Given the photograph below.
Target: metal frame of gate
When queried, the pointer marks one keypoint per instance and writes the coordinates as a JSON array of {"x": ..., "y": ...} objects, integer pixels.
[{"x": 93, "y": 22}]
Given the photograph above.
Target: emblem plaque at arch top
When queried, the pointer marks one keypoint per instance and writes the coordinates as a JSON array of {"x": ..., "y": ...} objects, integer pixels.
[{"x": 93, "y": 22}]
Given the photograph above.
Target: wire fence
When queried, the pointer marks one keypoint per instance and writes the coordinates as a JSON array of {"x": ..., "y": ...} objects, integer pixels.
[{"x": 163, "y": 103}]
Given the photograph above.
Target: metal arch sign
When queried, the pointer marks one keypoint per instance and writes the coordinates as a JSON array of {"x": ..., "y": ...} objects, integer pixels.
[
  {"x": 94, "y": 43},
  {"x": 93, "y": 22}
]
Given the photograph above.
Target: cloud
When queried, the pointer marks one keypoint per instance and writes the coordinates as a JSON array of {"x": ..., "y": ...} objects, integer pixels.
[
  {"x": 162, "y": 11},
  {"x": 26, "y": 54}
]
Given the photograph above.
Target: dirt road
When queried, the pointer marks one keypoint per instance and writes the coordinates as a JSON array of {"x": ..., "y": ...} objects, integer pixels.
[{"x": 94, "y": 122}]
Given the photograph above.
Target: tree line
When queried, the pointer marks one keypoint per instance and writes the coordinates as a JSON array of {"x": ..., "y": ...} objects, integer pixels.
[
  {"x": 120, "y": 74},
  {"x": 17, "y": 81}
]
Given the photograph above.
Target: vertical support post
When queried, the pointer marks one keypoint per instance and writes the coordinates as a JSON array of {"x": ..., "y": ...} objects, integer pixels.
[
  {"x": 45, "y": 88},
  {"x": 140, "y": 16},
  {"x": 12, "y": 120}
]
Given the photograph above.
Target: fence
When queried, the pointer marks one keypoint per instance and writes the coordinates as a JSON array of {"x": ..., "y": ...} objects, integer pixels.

==*==

PEDIDO –
Conte quantas linhas dos registros acima contêm a palavra "arch", considerando a distinção entre maiúsculas e minúsculas. Informe somente o número.

RESPOSTA COMPLETA –
2